SUPPLIED PASSAGE
■ ■ ■ ■ ■ ■ ■
The following requirements must be met for a PPM (reporting entity) to have a controlling financial interest in a physician practice:
  • Term – the term of the contractual arrangement between the PPM and the physician practice is at least 10 years or for the entire remaining legal life of the physician practice, and the arrangement is not terminable except in the cases of gross negligence, fraud, or other illegal acts by the PPM, or bankruptcy of the PPM. The term must be determined based on its substance rather than its form, and thus, both the original term and renewal or cancellation provisions must be considered. As indicated, the reasons for termination are intended to be very specific and narrow in scope.
  • Control – the PPM has unilateral decision making over (1) ongoing, major, or central operations of the physician practice, except for the dispensing of medical services, and (2) compensation for the licensed medical professionals as well as the ability to establish and implement guidelines for the selection, hiring, and firing of them. Decision making over ongoing, major, or central operations of the physician practice must include authority over scope of services, patient acceptance policies and procedures, pricing of services, negotiation and execution of contracts, and the establishment and approval of operating and capital budgets. It also includes issuance of debt if debt financing is an ongoing or major source of financing for the physician practice. These significant decisions reflect the minimum level of decision making needed for the PPM to meet the control requirement. The dispensing of medical services is excluded from the PPM’s control only because state law requires licensed medical professionals to dispense medical services and a PPM would generally not satisfy that requirement.
  • Financial interest – the PPM has a significant financial interest in the physician practice that both (1) is unilaterally saleable or transferable by the PPM and (2) provides the PPM with the right to receive income, both as ongoing fees and as proceeds from the sale of its interest in the physician practice, in an amount that varies based on the operating performance and fair value of the physician practice. If the PPM’s financial interest in the physician practice does not meet both of these criteria, the PPM would not be deemed to have a financial interest in the physician practice.
■ ■ ■ ■ ■ ■ ■
REQUIREMENT 1
According to the PPM passage, how long must the contractual arrangement between the PPM and the physician practice last?
REQUIREMENT 2
Extend the PPM passage, starting after its last sentence.
Nothing in the records has any bearing on the PPM passage.
■ ■ ■ ■ ■ ■ ■
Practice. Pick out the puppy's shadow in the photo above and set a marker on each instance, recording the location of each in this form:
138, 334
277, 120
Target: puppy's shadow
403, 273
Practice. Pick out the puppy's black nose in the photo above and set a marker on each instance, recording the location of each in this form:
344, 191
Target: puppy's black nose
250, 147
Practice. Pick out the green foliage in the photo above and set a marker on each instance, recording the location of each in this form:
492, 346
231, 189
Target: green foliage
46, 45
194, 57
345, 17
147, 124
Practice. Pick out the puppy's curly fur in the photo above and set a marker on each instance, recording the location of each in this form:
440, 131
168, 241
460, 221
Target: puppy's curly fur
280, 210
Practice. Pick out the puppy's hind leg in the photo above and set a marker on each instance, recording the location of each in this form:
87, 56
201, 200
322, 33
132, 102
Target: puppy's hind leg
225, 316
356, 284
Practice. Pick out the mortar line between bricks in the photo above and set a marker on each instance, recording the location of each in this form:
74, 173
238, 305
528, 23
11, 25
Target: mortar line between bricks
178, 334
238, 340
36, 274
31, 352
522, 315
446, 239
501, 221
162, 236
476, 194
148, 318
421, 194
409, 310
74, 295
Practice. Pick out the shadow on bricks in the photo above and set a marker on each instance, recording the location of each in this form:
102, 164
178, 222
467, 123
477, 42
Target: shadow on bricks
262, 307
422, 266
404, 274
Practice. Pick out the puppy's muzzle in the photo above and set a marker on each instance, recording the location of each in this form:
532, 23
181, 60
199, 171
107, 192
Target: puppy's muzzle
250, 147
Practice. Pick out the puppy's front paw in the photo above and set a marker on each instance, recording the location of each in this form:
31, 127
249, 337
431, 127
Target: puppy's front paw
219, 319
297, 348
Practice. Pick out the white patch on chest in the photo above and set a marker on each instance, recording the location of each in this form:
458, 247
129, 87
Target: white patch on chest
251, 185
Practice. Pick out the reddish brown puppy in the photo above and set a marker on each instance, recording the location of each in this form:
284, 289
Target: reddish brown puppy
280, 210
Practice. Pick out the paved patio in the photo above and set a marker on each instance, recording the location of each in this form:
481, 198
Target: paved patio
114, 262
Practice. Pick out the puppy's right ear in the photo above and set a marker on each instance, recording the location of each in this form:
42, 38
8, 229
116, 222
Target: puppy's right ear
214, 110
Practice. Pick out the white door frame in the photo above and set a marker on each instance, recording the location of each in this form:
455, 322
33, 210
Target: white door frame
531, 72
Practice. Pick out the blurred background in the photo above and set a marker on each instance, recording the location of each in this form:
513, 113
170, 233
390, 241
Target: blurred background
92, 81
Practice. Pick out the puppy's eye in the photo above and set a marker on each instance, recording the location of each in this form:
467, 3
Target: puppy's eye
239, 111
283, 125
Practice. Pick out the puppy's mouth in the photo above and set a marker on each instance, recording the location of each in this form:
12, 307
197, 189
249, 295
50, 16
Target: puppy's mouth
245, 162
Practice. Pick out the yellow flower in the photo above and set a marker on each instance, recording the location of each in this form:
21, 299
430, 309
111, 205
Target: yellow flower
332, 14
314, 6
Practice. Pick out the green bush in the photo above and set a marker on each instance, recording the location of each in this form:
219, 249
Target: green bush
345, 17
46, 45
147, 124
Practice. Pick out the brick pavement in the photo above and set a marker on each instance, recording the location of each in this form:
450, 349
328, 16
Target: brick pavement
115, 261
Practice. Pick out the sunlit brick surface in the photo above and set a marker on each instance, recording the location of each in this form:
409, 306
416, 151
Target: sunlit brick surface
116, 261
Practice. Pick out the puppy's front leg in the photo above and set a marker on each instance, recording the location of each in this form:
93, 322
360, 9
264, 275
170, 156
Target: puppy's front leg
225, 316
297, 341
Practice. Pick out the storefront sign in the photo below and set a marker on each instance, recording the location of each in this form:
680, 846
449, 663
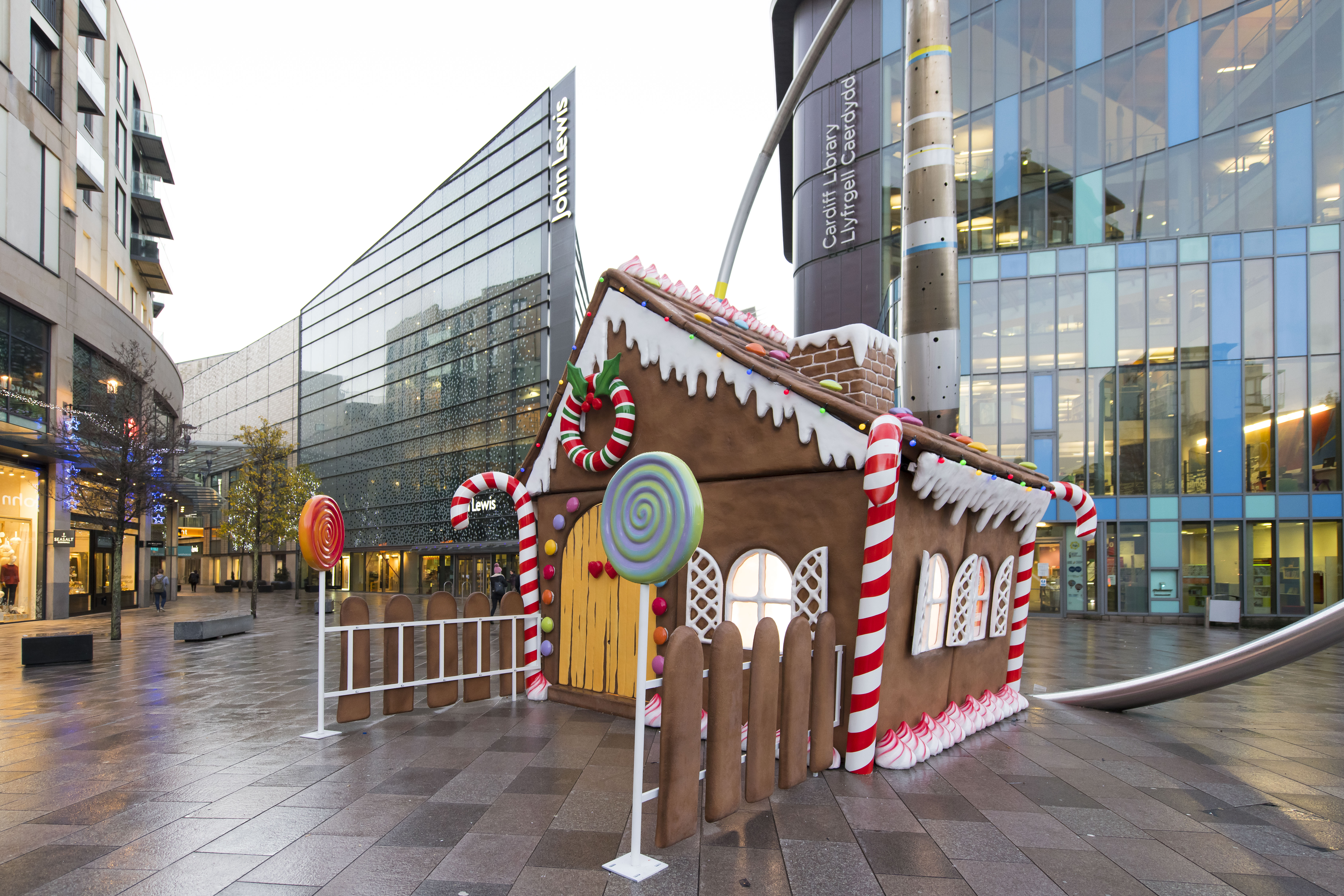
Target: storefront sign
839, 182
561, 199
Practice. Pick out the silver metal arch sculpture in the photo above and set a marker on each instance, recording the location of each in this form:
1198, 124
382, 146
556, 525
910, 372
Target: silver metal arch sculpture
1264, 655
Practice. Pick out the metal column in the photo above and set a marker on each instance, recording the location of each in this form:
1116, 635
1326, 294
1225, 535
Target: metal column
929, 316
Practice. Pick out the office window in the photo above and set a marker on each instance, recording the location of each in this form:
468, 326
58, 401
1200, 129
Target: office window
1194, 429
1259, 416
1259, 308
42, 80
1253, 38
1217, 72
1072, 424
1292, 424
123, 83
1329, 158
120, 216
1325, 409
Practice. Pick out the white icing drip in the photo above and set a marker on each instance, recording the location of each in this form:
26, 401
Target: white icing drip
677, 355
994, 499
859, 338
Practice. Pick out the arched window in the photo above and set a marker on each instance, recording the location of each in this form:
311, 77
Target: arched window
963, 602
931, 605
1003, 598
760, 585
982, 601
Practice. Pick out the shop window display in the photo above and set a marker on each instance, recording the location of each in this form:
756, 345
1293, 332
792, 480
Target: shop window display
19, 508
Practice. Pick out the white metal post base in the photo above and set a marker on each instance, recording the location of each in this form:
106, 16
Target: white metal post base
635, 867
322, 664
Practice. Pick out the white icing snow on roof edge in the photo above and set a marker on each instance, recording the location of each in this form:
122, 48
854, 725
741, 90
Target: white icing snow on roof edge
859, 338
968, 490
669, 347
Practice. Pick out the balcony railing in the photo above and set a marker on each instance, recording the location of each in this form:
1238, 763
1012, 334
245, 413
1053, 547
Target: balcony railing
149, 123
89, 166
44, 91
92, 88
50, 11
93, 19
146, 185
144, 249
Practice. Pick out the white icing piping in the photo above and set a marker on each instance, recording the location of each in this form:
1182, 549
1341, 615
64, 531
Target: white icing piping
859, 338
669, 347
994, 499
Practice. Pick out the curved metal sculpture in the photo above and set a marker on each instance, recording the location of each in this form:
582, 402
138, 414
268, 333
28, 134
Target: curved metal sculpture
1277, 649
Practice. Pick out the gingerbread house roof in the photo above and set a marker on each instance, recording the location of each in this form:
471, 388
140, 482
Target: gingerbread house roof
667, 334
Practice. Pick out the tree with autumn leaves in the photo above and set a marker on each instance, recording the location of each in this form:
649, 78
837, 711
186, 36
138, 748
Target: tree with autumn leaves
267, 496
124, 441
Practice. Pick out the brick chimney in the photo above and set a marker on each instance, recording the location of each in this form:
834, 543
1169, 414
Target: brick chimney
857, 357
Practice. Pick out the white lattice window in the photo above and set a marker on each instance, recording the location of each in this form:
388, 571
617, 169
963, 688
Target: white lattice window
704, 594
810, 586
962, 605
1003, 600
931, 604
760, 586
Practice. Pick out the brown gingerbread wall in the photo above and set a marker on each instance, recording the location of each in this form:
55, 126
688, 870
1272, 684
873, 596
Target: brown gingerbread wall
765, 490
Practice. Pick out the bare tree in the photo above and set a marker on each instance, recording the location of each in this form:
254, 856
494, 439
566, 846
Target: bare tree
127, 441
269, 495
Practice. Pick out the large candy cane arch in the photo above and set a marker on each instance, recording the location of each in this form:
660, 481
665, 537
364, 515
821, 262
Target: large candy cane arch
537, 683
881, 477
1087, 530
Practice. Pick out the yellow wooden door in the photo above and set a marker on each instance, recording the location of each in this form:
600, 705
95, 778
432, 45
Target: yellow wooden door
599, 621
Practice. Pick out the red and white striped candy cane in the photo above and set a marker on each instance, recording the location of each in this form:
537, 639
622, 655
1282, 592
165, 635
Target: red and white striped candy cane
537, 683
610, 456
881, 477
1087, 528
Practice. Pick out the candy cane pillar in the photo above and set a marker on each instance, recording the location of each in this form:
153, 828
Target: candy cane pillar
881, 477
1085, 530
537, 683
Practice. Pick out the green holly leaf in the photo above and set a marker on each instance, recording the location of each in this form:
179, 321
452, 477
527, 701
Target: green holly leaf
577, 382
611, 370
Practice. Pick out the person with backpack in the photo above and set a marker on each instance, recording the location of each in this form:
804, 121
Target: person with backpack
498, 588
159, 586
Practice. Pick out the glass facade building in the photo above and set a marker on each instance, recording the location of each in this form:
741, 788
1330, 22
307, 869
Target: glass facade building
1148, 206
432, 358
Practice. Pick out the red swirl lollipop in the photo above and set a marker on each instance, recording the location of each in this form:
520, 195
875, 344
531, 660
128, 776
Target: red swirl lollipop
322, 532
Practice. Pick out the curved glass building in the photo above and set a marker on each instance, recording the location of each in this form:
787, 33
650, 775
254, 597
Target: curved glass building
1148, 205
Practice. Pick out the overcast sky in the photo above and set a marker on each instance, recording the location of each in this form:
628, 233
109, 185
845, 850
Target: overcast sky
300, 132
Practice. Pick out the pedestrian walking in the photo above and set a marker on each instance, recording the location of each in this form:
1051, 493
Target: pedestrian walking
159, 586
498, 588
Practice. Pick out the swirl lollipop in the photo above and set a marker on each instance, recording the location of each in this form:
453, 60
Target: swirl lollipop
653, 515
322, 532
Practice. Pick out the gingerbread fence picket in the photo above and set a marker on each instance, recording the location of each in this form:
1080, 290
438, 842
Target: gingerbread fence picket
791, 718
443, 628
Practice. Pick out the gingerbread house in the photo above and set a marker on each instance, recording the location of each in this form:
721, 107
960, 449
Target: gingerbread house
779, 432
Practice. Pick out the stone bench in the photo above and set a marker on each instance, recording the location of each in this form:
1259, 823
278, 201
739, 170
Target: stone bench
204, 629
56, 648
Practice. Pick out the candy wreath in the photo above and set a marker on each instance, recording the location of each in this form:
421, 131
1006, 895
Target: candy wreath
587, 394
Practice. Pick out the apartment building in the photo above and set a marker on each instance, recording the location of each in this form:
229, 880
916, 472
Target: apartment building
83, 167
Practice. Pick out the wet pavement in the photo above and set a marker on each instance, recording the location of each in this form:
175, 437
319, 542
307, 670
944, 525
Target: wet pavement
171, 768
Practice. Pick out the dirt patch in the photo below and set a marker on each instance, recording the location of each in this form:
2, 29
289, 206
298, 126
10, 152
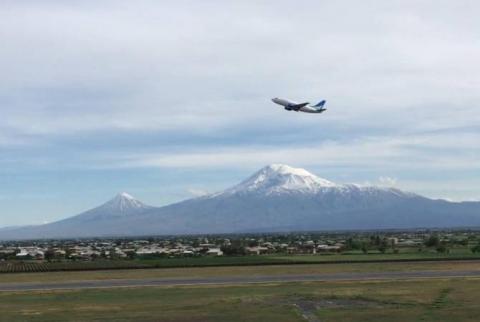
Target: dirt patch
307, 308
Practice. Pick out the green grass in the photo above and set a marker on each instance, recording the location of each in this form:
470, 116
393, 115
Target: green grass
204, 261
256, 270
417, 300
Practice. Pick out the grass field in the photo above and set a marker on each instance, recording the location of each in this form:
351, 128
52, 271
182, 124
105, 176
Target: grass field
205, 261
193, 272
414, 300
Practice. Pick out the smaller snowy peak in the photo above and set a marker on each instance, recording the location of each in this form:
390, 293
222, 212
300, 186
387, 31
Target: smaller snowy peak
277, 178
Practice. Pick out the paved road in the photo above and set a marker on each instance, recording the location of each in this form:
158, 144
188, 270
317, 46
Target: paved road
6, 287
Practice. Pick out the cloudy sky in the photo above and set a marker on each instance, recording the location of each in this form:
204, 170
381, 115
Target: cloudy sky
171, 99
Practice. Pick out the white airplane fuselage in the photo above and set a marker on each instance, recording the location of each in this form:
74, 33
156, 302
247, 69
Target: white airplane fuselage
299, 107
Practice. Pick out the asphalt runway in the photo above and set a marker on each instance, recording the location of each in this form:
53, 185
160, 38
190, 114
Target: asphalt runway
226, 280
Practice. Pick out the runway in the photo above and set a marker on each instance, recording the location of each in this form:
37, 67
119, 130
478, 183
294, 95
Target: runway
233, 280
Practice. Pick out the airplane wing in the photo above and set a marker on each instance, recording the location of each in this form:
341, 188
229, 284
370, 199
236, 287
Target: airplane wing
296, 107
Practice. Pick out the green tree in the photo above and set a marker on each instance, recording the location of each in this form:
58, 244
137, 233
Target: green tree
432, 241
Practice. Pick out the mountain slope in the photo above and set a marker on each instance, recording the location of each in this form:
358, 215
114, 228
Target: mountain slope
276, 198
100, 221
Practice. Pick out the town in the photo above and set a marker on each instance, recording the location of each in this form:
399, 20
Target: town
390, 242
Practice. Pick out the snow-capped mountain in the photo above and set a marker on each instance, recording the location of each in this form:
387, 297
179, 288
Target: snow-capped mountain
276, 198
278, 179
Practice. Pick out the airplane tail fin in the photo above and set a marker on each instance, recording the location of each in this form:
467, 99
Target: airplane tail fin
320, 104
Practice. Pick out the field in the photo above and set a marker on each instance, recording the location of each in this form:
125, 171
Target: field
204, 261
193, 272
413, 300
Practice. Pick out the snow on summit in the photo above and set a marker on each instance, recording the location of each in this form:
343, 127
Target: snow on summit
277, 178
124, 202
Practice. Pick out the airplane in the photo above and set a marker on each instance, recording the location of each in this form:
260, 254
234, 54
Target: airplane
302, 107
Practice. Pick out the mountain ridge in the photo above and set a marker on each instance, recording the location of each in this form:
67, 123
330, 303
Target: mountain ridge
275, 196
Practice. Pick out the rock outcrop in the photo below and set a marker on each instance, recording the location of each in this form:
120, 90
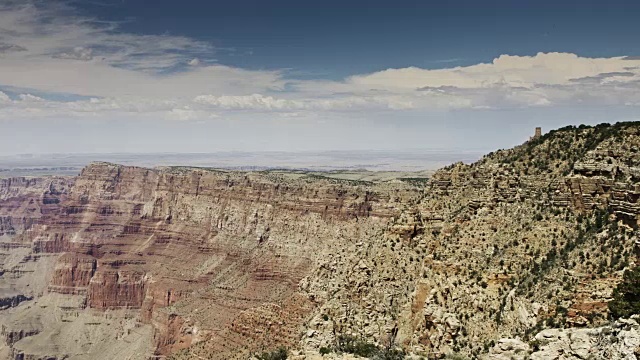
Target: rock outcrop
198, 263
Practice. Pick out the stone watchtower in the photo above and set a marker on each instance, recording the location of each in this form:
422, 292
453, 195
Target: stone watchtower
537, 134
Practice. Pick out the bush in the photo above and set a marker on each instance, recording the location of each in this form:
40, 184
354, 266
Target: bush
359, 347
279, 354
626, 296
353, 345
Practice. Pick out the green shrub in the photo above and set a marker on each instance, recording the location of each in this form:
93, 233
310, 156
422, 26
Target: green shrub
626, 296
279, 354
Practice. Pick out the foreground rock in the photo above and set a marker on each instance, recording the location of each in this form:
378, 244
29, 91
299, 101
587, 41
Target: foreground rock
620, 340
183, 263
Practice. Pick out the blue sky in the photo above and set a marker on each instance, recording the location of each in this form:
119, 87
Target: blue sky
203, 76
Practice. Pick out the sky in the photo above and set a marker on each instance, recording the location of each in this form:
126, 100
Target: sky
249, 75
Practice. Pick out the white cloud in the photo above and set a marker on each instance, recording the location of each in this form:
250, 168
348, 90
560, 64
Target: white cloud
78, 53
48, 48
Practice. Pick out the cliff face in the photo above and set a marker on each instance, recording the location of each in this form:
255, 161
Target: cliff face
192, 262
202, 256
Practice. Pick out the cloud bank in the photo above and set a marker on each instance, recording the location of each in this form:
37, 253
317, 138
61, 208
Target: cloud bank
47, 50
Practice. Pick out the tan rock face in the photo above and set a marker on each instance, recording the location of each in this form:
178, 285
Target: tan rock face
196, 263
207, 257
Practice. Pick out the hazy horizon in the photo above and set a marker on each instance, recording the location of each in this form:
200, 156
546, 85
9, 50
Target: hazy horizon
197, 77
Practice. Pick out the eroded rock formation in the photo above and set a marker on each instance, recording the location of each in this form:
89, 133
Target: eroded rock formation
199, 263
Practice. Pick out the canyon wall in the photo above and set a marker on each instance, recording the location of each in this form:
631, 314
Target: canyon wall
199, 263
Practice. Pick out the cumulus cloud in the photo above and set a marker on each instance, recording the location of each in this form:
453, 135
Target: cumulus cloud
48, 48
78, 53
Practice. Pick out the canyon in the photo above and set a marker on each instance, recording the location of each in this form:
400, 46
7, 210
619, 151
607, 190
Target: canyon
■ ■ ■ ■ ■ ■ ■
REPLY 1
At least 10 years, or for the entire remaining legal life of the physician practice.

REPLY 2
7.4.1 Nominee shareholder

The consolidation by contract model also introduces the concept of a nominee shareholder(s) into the consolidation model. A nominee shareholder may or may not be used in the PPM/physician practice structure to achieve consolidation. If used, the nominee shareholder is generally the 100% equity shareholder of either a new or the existing physician practice. Simultaneously, the nominee shareholder and the PPM enter into a management agreement that gives control of the physician practice to the PPM. Effectively, the nominee shareholder is an agent of the PPM. The nominee shareholder’s relationship with the PPM perpetually has all the following characteristics:
  • Time frame – the PPM can change or replace the nominee shareholder at any time and as many times as it so chooses.
  • Discretion – the PPM has the sole discretion to establish or change the nominee shareholder and can name anyone it so chooses as the new nominee shareholder.
  • Impact – the PPM and the nominally owned entity incur no more than nominal cost to change the nominee shareholder and there is no significant adverse impact to the physician practice upon a change.
The concept of a nominee shareholder is also very common in many VIE arrangements, including foreign ownership structures, local management agreements, etc.